|Publication number||US4462468 A|
|Application number||US 06/388,829|
|Publication date||Jul 31, 1984|
|Filing date||Jun 16, 1982|
|Priority date||Jun 23, 1981|
|Also published as||DE3124524A1, DE3124524C2|
|Publication number||06388829, 388829, US 4462468 A, US 4462468A, US-A-4462468, US4462468 A, US4462468A|
|Original Assignee||Gustav Jenne|
|Export Citation||BiBTeX, EndNote, RefMan|
|Patent Citations (8), Non-Patent Citations (2), Referenced by (8), Classifications (13), Legal Events (3)|
|External Links: USPTO, USPTO Assignment, Espacenet|
1. Field of the Invention
The present invention relates to a ram head for self-driven pneumatic ram drills for producing boreholes in the earth, having a generally tubular housing within which there is movable axially back and forth an impact piston whose impact energy can be transferred to the ram head which is arranged at the front end of the housing.
2. Description of the Prior Art
Self-driven pneumatic ram drills are known in various embodiments and with different developments of the ram head. Aside from ogival ram heads, there are slightly conical ram heads with flat or possibly slightly recessed front surface. Finally ram heads are known which are displaceable freely or under spring action by a certain amount with respect to the housing of the ram drill.

* **Written tasks**
[1] List every date given in the ram drill patent, along with what each date marks.
[2] Pick up the ram drill patent right after its last sentence and write the next few sentences of its prior-art description.
The listing that comes next is separate material and has no connection to the ram drill patent.

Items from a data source
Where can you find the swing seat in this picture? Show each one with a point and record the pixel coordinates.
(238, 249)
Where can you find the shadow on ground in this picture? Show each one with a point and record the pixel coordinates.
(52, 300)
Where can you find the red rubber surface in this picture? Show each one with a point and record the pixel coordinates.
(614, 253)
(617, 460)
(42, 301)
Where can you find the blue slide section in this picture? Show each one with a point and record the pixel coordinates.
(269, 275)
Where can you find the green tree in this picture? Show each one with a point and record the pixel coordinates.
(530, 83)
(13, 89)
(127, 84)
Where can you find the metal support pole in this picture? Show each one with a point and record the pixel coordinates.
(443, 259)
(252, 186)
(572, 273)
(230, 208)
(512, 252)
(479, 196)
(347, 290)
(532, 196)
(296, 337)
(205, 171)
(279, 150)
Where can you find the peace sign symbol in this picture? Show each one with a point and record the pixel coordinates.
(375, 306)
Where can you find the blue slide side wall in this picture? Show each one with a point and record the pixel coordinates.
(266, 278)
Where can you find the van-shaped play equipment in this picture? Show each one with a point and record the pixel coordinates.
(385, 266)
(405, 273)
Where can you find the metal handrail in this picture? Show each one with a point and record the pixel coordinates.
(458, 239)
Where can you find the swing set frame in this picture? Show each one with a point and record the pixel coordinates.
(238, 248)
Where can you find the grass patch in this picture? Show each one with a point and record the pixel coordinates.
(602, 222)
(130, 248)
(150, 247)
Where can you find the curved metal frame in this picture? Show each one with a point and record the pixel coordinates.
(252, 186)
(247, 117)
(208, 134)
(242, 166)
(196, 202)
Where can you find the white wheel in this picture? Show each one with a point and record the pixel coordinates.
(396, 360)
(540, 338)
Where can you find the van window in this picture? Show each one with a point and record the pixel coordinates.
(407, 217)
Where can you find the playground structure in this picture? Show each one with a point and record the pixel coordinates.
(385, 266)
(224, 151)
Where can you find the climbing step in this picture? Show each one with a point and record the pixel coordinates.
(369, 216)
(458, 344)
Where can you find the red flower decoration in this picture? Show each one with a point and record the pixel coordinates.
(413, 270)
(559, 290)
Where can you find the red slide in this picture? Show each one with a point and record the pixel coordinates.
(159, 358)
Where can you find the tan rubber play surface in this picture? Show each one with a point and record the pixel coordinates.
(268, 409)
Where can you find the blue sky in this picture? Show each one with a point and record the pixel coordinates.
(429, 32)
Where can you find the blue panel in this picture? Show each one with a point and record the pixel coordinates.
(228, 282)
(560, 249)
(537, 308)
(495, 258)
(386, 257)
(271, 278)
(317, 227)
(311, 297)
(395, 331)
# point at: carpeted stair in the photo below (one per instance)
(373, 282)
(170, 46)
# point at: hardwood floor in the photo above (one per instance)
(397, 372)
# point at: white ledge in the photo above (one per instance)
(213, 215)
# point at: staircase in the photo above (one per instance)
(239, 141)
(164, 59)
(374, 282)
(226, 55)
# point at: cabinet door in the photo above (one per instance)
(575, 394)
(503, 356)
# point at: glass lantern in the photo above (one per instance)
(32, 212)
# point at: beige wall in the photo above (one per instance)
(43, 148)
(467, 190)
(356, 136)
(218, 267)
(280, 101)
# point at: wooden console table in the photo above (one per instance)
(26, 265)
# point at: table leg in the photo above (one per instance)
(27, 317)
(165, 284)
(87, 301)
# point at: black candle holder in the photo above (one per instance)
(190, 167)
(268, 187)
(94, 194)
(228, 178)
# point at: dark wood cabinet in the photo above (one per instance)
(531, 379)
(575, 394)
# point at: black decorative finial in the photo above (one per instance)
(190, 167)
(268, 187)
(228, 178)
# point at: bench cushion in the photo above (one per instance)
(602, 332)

* **Responses per task**
[1]
Publication date: Jul 31, 1984
Filing date: Jun 16, 1982
Priority date: Jun 23, 1981

[2]
Ram heads which are, as a whole, longitudinally displaceable with respect to the housing are intended to make certain that obstacles in the soil are crushed more easily since the impact energy of the impact piston acts only on the mass of the ram head, which is small as compared with the entire ram drill, so that the large mass of the housing is moved axially forward only after the obstacle has been already split. This manner of operation applies, however, only for certain types of soil. Particularly in the case of finely granular and compactly stratified sandy soils a ram head which is longitudinally displaceable with respect to the housing produces the result that the soil is initially compacted even more by the impact momentum in front of the ram drill and that thereafter the subsoil is merely elastically deformed. In these cases, the ram head moves forward under the action of the impact momentum of the impact piston and then back again under the energy of resilience of the soil without the actual ram drill achieving any axial advance.
Completely different behavior is obtained under these limiting conditions with a ram drill whose ram head is firmly connected to the housing. Due to the conical development of the ram head, the device wedges itself forward, the lateral wedge force displacing the earth sidewards in front of the ram head without excessive compacting. The wall friction on the periphery of the housing of the ram drill prevents the housing from being pushed back and forth axially under the action of the slight forces of resiliency. The disadvantage of these ram heads which are firmly connected with the housing as compared with ram drills with longitudinally displaceable ram heads is not only the smaller crushing power but, in particular, the very slight stability in travel in a non-homogeneous subsoil.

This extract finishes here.